## Aim:
Pull out each line of the records that contains the string "trailer". Case matters.

** start of Record extracts **

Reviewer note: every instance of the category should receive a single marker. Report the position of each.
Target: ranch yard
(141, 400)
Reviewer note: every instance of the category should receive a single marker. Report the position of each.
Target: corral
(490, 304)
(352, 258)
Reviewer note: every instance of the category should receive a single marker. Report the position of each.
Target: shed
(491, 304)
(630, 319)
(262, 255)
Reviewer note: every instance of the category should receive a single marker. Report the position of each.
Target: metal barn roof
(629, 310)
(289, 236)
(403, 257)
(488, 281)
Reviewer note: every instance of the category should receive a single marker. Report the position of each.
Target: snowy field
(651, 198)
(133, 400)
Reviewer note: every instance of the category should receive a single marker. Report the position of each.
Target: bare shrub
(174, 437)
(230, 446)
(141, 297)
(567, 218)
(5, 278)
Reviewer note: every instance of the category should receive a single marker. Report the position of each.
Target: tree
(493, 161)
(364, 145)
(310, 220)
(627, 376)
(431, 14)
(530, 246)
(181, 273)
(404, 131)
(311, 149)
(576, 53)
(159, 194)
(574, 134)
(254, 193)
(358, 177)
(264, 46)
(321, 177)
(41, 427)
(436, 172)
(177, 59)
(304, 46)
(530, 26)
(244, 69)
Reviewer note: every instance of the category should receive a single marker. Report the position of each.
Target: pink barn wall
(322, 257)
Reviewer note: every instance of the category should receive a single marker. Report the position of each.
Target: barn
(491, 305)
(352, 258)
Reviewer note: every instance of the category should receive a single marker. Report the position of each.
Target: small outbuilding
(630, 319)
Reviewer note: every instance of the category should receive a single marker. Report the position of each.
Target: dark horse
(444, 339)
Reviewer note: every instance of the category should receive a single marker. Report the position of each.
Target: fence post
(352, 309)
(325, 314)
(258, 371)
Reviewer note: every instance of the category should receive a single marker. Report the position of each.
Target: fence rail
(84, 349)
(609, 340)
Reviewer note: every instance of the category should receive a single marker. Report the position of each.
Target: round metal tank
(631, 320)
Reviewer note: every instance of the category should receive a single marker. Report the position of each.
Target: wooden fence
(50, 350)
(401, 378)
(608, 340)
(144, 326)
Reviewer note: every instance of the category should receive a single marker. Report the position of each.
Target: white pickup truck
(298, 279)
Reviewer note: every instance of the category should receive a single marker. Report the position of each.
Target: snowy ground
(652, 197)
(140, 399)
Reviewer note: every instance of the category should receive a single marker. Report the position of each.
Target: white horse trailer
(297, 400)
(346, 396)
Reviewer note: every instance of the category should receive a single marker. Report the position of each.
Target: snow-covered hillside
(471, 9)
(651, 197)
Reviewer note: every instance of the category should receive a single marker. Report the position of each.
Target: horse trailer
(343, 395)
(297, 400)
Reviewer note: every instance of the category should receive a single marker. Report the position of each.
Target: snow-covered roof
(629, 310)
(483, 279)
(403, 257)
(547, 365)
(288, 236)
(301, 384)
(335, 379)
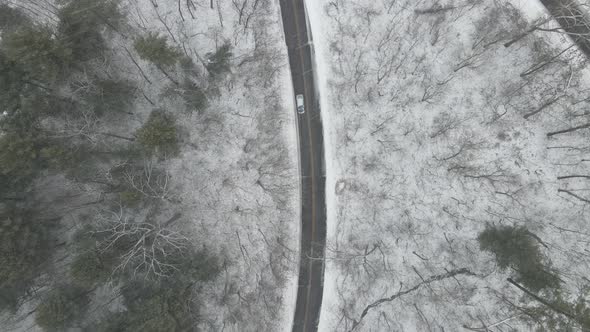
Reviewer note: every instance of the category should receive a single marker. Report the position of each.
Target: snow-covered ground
(434, 129)
(236, 177)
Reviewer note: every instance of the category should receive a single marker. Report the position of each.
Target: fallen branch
(572, 194)
(428, 281)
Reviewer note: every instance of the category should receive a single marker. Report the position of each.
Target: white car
(300, 104)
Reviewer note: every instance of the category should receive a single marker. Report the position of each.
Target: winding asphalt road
(313, 176)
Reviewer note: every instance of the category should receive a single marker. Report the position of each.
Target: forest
(139, 189)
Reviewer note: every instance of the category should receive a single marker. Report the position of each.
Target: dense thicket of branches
(56, 103)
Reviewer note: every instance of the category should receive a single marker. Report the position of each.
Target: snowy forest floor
(436, 130)
(235, 179)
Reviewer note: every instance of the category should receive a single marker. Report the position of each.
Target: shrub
(79, 25)
(35, 49)
(62, 307)
(24, 246)
(155, 49)
(515, 247)
(159, 133)
(158, 306)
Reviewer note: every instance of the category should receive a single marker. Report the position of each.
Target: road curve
(313, 179)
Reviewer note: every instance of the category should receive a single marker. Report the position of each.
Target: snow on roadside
(316, 21)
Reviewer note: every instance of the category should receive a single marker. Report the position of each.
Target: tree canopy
(154, 48)
(159, 133)
(515, 247)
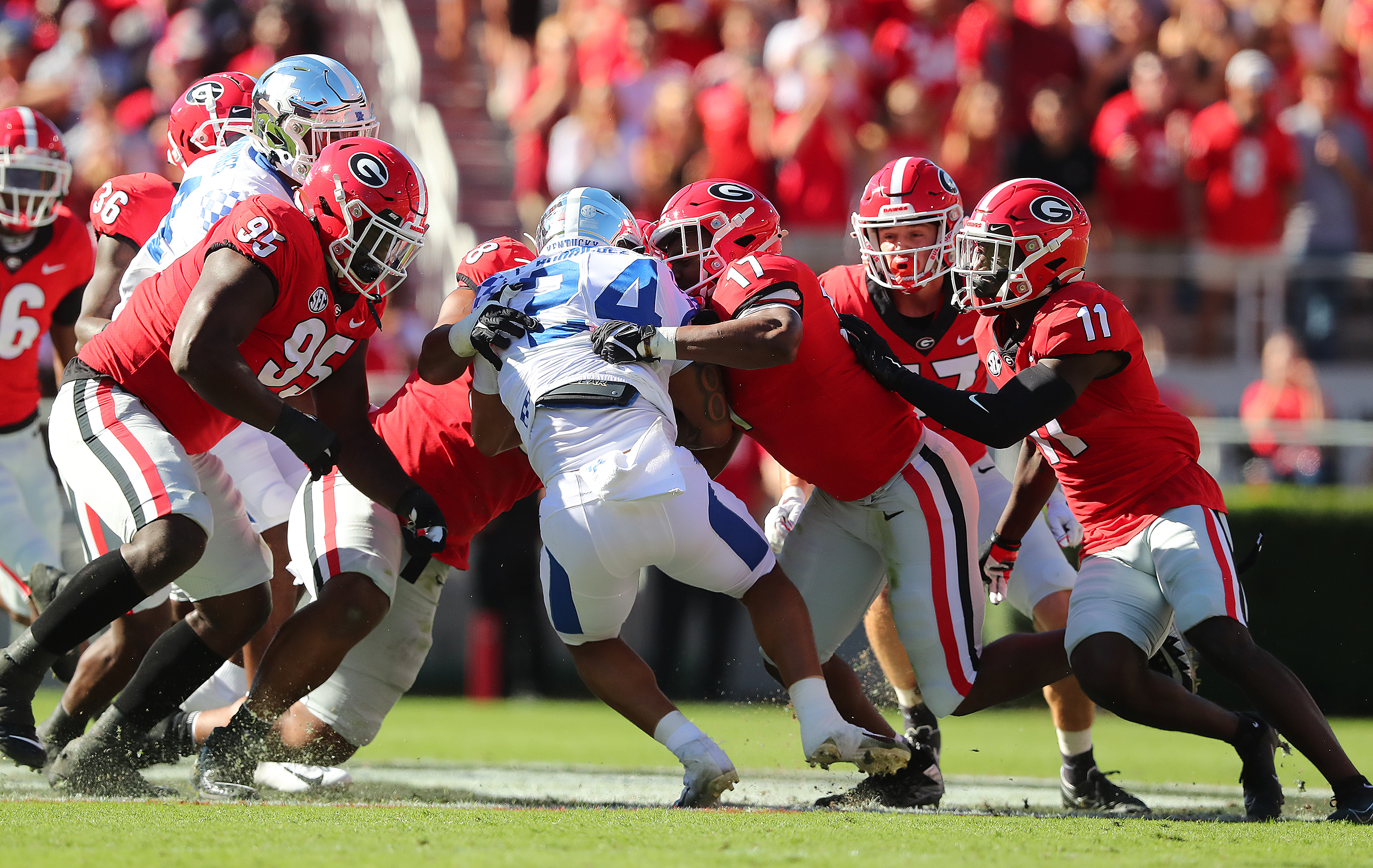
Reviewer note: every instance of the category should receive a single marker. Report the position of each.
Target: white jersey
(570, 289)
(209, 191)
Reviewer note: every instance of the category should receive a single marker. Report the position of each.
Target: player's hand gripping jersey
(209, 191)
(823, 416)
(294, 347)
(573, 287)
(131, 206)
(35, 287)
(942, 352)
(1123, 458)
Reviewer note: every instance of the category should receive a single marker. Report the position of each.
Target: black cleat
(101, 763)
(1095, 791)
(1262, 790)
(919, 785)
(1356, 807)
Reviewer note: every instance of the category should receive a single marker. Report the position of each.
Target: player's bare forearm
(102, 293)
(1033, 484)
(698, 395)
(763, 340)
(714, 460)
(438, 363)
(341, 402)
(227, 303)
(493, 428)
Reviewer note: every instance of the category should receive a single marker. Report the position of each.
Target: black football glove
(874, 354)
(490, 326)
(422, 522)
(311, 440)
(621, 342)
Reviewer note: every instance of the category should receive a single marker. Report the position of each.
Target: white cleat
(297, 778)
(709, 774)
(872, 753)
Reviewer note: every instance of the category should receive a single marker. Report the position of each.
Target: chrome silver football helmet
(303, 105)
(591, 215)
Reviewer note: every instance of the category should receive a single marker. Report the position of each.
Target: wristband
(663, 344)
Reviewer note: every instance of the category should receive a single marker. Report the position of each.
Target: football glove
(783, 517)
(1066, 529)
(490, 326)
(422, 522)
(996, 561)
(874, 352)
(311, 440)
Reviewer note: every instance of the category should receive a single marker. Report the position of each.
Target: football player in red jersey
(271, 304)
(338, 535)
(905, 226)
(124, 213)
(47, 258)
(1074, 385)
(890, 496)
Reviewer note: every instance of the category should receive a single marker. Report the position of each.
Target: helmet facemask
(32, 184)
(375, 251)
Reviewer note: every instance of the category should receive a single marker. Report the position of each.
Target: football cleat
(872, 753)
(1262, 789)
(919, 785)
(709, 774)
(101, 763)
(1095, 791)
(299, 778)
(1357, 808)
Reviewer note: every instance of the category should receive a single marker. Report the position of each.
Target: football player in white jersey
(613, 445)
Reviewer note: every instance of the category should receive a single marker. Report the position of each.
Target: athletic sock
(176, 664)
(100, 592)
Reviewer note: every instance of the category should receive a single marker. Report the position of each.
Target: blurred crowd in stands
(1232, 129)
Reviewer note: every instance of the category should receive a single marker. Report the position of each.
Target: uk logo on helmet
(731, 193)
(368, 169)
(1051, 209)
(205, 94)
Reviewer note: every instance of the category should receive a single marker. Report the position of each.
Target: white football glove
(783, 517)
(1066, 529)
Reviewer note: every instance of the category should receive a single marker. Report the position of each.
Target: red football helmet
(908, 191)
(35, 172)
(210, 116)
(1026, 238)
(711, 224)
(490, 258)
(370, 204)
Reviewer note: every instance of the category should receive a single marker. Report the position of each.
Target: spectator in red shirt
(735, 103)
(1246, 169)
(814, 146)
(1142, 138)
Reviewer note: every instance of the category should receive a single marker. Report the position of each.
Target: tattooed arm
(698, 395)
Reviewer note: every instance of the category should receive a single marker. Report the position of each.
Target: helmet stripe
(30, 127)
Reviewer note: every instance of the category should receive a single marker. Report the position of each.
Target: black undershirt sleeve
(1034, 397)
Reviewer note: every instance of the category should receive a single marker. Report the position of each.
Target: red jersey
(39, 286)
(941, 351)
(1245, 174)
(430, 432)
(1148, 201)
(1123, 458)
(131, 206)
(294, 347)
(821, 416)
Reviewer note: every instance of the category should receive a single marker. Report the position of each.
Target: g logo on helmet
(205, 94)
(368, 169)
(731, 191)
(1051, 209)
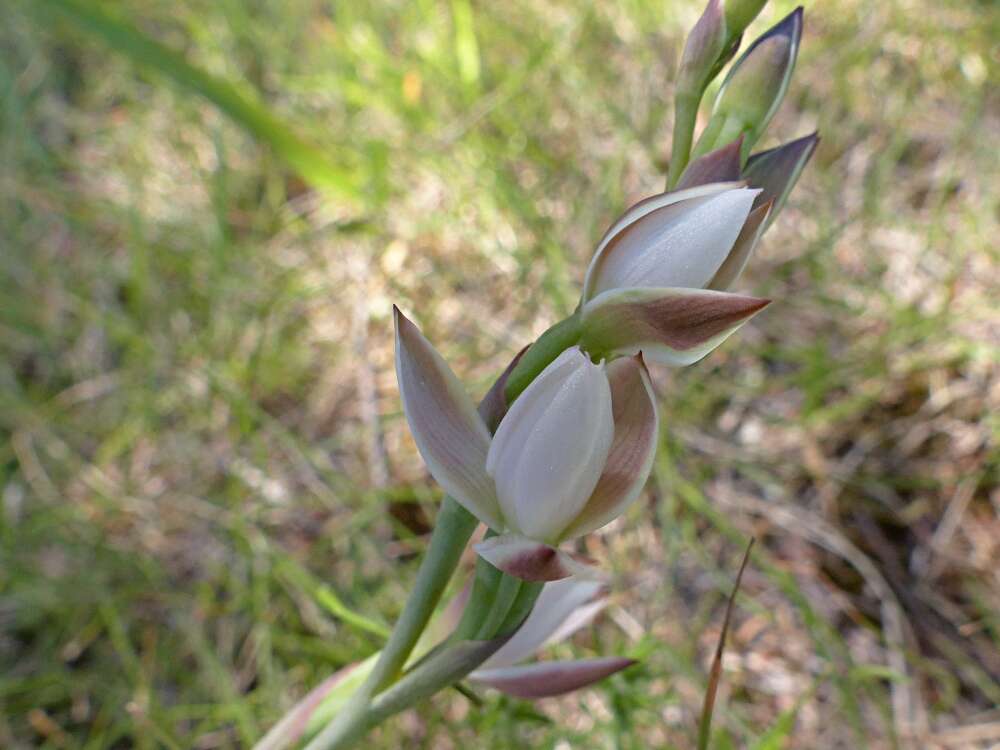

** end of Record extracts **

## Finished answer:
Target: white horse trailer
Target: horse trailer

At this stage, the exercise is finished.